Task to carry out –
Copy every line of the entries below exactly as it appears, but leave out the pictures.

Material for this task –
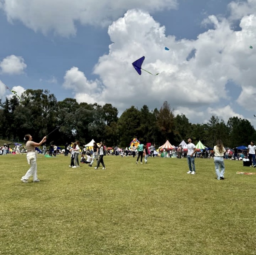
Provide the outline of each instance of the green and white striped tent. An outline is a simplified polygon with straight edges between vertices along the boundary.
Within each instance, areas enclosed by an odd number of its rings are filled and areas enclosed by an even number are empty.
[[[205,146],[199,140],[199,141],[197,143],[196,145],[196,148],[197,149],[200,149],[200,150],[203,150],[204,148],[205,148]]]

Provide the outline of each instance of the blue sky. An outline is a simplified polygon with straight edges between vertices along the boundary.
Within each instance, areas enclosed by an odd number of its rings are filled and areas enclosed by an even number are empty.
[[[256,124],[256,0],[20,2],[0,0],[2,87],[111,103],[120,114],[167,100],[192,123],[215,115]],[[142,56],[160,74],[136,73]]]

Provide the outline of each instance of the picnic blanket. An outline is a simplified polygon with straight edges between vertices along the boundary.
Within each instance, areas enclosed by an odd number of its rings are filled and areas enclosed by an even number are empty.
[[[256,175],[256,172],[244,172],[237,171],[236,173],[238,174],[239,175]]]

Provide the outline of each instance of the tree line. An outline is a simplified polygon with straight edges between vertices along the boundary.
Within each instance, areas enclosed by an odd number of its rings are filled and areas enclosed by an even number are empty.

Exercise solution –
Provide the outline of each instance of the green and white striped tent. An outline is a simplified polygon with straight edges between vertices along the boundary.
Within each instance, areas enclosed by an odd number of its rings are filled and areas enclosed by an even number are empty.
[[[205,146],[199,140],[199,141],[197,143],[196,145],[196,148],[197,149],[200,149],[200,150],[203,150],[204,148],[205,148]]]

Provide the outline of each instance of the blue sky. An outline is a simplified polygon with straight edges between vertices along the boundary.
Within each instance, areas enclosed by an odd number of its rings are filled and areas enclosed by an even number are empty.
[[[256,124],[256,0],[20,2],[0,0],[2,87],[111,103],[120,114],[167,100],[192,123],[215,115]],[[142,56],[160,74],[136,73]]]

Provide the outline of each instance of the picnic blanket. An outline is a simplified polygon with straight edges between vertices along the boundary.
Within each instance, areas enclosed by an odd number of its rings are filled and areas enclosed by an even number are empty.
[[[256,175],[256,172],[244,172],[237,171],[236,173],[238,174],[239,175]]]

Provide the outline of each instance of the tree line. An outline is a simplified polygon with straight edges between vertices along the boundary.
Within each instance, areas enclosed by an odd number of its rings are filled and areas enclosed by an even number are empty.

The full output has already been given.